Le bilan actuel concernant la situation de la répression de l’homosexualité en Tunisie est catastrophique. L’Association SHAMS a comptabilisé en 2017 plus de 71 arrestations pour homosexualité. Les condamnations varient entre 3 mois et 3 ans de prison fermes. Évoquons actuellement un cas emblématique qui démontre l’ampleur de la répression : celui d’un jeune infirmier de 25 ans qui a été victime d’un viol chez lui et, bien que victime, le juge d’instruction a décidé de le traduire devant la Cour d’Assises avec son violeur, le premier sous le chef d’inculpation de sodomie, le second sous le chef d’inculpation de viol.

Exemples d'annotation par points:
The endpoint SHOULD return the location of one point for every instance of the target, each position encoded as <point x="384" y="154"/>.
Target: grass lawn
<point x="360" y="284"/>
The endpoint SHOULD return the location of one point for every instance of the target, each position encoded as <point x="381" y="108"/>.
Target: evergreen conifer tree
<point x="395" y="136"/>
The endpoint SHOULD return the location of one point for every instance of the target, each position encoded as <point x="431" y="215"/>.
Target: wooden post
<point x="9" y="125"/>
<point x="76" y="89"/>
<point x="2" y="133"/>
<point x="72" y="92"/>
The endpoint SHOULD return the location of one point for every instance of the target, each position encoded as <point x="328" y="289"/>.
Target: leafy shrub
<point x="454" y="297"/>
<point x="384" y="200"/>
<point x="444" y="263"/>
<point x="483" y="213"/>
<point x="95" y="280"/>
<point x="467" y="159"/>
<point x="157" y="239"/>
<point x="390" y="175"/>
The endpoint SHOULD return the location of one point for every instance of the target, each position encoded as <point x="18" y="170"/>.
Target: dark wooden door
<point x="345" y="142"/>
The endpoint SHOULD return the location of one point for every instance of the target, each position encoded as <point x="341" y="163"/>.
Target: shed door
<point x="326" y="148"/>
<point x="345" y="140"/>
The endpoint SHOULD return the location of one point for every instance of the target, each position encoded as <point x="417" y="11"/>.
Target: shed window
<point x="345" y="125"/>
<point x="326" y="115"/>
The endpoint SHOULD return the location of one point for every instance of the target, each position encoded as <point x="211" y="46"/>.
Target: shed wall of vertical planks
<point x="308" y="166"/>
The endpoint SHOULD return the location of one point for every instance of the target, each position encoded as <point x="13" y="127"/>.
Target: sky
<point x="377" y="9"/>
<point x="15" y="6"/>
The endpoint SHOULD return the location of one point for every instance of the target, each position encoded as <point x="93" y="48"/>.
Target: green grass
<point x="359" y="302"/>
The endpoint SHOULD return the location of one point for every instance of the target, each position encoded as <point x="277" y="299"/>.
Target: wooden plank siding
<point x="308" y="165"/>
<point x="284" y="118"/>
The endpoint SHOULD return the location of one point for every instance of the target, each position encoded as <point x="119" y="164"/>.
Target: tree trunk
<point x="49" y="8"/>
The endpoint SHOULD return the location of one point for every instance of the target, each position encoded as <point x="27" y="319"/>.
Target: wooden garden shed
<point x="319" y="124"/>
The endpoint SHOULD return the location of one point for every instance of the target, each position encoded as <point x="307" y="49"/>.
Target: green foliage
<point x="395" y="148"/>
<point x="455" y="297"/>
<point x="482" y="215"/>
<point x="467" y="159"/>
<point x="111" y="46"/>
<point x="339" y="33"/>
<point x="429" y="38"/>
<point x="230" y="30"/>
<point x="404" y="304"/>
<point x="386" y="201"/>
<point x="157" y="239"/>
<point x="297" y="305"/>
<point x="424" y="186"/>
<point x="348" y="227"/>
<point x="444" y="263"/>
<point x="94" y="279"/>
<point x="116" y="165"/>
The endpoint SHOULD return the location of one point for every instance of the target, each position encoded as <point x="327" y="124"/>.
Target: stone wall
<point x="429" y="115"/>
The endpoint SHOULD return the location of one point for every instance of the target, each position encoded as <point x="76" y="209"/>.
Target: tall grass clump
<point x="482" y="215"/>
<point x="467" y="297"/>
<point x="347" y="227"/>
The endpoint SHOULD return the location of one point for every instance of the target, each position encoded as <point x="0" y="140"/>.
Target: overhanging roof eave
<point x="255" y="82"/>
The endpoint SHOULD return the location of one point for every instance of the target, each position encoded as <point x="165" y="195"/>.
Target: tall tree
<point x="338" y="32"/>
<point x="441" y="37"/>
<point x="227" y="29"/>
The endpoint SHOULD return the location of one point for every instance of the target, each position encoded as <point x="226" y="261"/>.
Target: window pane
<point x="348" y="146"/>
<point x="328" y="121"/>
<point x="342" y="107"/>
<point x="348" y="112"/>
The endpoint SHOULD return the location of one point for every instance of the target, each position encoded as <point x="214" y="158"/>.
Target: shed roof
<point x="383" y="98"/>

--

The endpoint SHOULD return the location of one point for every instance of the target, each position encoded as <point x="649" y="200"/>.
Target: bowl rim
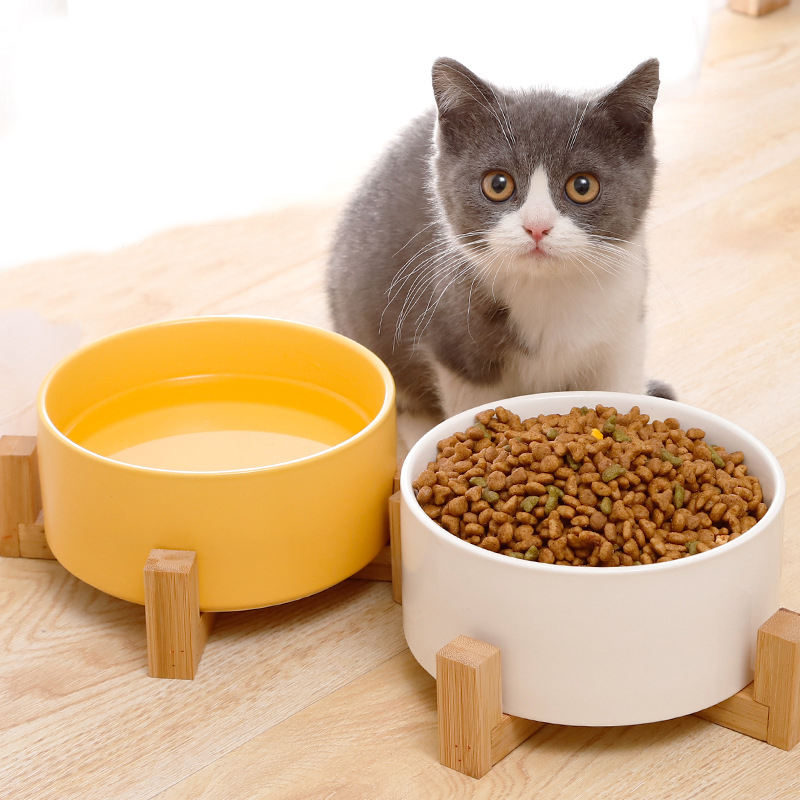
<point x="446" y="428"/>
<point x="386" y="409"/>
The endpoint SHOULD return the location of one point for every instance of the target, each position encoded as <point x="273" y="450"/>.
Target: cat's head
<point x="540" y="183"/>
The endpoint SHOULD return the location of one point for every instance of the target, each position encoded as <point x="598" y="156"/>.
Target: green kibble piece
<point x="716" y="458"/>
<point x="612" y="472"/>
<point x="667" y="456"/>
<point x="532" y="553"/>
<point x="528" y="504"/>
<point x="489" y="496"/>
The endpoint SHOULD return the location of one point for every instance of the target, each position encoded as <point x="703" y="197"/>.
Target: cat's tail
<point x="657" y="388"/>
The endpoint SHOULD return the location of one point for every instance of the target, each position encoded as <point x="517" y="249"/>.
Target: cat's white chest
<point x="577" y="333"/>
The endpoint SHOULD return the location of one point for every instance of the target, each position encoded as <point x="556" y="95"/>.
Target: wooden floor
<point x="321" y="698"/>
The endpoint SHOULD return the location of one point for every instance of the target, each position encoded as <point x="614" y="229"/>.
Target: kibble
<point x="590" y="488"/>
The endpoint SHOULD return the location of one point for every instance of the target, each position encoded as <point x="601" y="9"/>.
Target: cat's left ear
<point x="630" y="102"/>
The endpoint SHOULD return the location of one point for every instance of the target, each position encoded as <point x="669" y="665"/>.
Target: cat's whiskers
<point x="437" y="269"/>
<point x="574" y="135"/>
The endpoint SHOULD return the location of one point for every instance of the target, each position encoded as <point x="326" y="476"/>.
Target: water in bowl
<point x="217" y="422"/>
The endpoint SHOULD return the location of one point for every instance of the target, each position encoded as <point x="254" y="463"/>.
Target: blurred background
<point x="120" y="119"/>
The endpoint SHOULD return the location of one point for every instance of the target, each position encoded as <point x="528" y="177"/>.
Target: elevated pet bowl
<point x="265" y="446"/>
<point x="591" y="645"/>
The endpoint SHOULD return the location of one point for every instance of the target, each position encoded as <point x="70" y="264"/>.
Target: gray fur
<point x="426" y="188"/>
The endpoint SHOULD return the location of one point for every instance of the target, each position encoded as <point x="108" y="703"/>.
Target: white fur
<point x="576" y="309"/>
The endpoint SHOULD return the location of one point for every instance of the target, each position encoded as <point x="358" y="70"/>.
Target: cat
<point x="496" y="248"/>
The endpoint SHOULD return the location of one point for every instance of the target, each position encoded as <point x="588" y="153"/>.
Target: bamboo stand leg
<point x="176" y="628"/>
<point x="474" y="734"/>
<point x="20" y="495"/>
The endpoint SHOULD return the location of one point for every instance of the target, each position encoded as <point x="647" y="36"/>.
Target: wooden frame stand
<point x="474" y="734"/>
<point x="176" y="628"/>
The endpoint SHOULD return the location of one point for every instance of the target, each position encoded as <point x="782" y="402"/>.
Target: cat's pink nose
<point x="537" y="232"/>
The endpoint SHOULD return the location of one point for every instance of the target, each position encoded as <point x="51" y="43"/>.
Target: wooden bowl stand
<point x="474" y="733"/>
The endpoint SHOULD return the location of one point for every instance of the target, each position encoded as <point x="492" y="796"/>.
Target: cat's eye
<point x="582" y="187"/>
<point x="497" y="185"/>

==

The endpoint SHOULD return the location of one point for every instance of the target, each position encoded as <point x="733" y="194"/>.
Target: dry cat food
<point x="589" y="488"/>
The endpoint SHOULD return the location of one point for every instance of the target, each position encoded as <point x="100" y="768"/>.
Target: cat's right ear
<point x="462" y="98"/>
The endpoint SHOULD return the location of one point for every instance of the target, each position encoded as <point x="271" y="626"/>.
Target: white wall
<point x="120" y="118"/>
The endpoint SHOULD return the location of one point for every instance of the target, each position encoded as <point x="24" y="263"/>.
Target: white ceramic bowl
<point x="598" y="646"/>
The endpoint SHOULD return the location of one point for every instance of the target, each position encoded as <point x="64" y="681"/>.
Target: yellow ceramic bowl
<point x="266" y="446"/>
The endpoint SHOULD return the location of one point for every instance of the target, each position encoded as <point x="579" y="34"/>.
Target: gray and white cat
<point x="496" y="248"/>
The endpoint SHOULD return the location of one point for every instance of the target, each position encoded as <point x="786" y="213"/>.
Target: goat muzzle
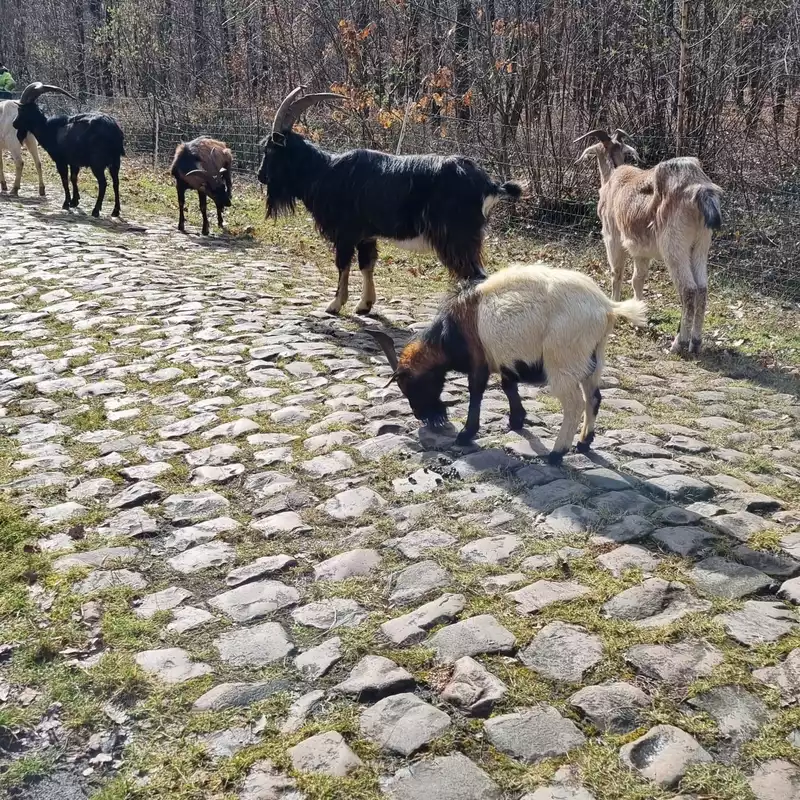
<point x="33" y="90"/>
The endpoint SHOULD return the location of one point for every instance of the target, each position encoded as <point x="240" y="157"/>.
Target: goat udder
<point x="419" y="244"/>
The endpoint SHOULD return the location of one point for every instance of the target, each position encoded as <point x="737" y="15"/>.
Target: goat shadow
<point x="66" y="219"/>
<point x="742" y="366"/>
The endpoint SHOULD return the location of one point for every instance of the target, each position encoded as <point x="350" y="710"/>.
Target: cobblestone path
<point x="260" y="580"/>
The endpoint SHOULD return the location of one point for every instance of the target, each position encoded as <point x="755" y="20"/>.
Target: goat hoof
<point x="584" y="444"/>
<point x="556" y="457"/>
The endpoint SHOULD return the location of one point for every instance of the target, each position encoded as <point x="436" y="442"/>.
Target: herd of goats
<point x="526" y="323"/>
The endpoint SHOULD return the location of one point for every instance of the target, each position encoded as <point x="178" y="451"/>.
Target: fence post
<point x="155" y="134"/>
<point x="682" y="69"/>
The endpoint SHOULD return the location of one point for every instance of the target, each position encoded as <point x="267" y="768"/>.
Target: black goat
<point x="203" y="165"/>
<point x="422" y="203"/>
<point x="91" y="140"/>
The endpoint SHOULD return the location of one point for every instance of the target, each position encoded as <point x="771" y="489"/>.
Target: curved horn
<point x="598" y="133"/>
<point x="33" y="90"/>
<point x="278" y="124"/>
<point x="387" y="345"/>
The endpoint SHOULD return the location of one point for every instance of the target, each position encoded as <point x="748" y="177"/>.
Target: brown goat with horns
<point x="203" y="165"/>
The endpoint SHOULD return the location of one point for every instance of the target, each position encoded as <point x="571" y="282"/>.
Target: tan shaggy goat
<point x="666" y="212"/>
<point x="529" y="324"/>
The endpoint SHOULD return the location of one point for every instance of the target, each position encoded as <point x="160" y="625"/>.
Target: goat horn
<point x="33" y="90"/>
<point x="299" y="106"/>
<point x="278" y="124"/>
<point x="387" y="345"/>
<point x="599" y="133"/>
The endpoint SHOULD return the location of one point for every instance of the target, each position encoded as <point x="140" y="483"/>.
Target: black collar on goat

Objectif énoncé 1:
Recopiez le passage de l'extrait sur la répression de l'homosexualité en Tunisie compris entre « Le bilan actuel » et « d’inculpation de viol. », bornes incluses.
Objectif énoncé 2:
Relevez toutes les indications chiffrées que donne l'extrait sur la répression de l'homosexualité en Tunisie.
Objectif énoncé 3:
Poursuivez l'extrait sur la répression de l'homosexualité en Tunisie à la suite de sa dernière phrase.

Réponse 1:
Le bilan actuel concernant la situation de la répression de l’homosexualité en Tunisie est catastrophique. L’Association SHAMS a comptabilisé en 2017 plus de 71 arrestations pour homosexualité. Les condamnations varient entre 3 mois et 3 ans de prison fermes. Évoquons actuellement un cas emblématique qui démontre l’ampleur de la répression : celui d’un jeune infirmier de 25 ans qui a été victime d’un viol chez lui et, bien que victime, le juge d’instruction a décidé de le traduire devant la Cour d’Assises avec son violeur, le premier sous le chef d’inculpation de sodomie, le second sous le chef d’inculpation de viol.

Réponse 2:
- 2017
- plus de 71 arrestations
- 3 mois
- 3 ans
- 25 ans

Réponse 3:
Il est à noter que la répression n’est pas seulement judiciaire, mais elle est aussi familiale et sociétale. SHAMS a dénombré un nombre important de jeunes homosexuels expulsés par leur famille qui se sont retrouvés dans la rue sans ressources et sans travail, souvent obligés à se prostituer. De même que le nombre d’agressions d’homosexuels dans la rue est aussi en augmentation. Vu qu’ils sont considérés comme des criminels, ils n’osent pas porter plainte devant la police de peur d’être accusés d’homosexualité et surtout de devoir subir le test anal. Nous ne connaissons pas la date du commencement de la pratique des tests anaux, mais nous supposons que cela a commencé à être appliqué en 1913, date de l’instauration de l’article 230 du Code pénal qui criminalise l’homosexualité (sous le protectorat français). Il a été inventé par un médecin français au 19e siècle et continue d’être enseigné jusqu’à maintenant dans les facultés de médecine en Tunisie bien que des études scientifiques ont prouvé formellement que c’est du charlatanisme et qu’aucun médecin ne peut prouver formellement à travers ce test qu’une personne soit habituée à la pénétration anale.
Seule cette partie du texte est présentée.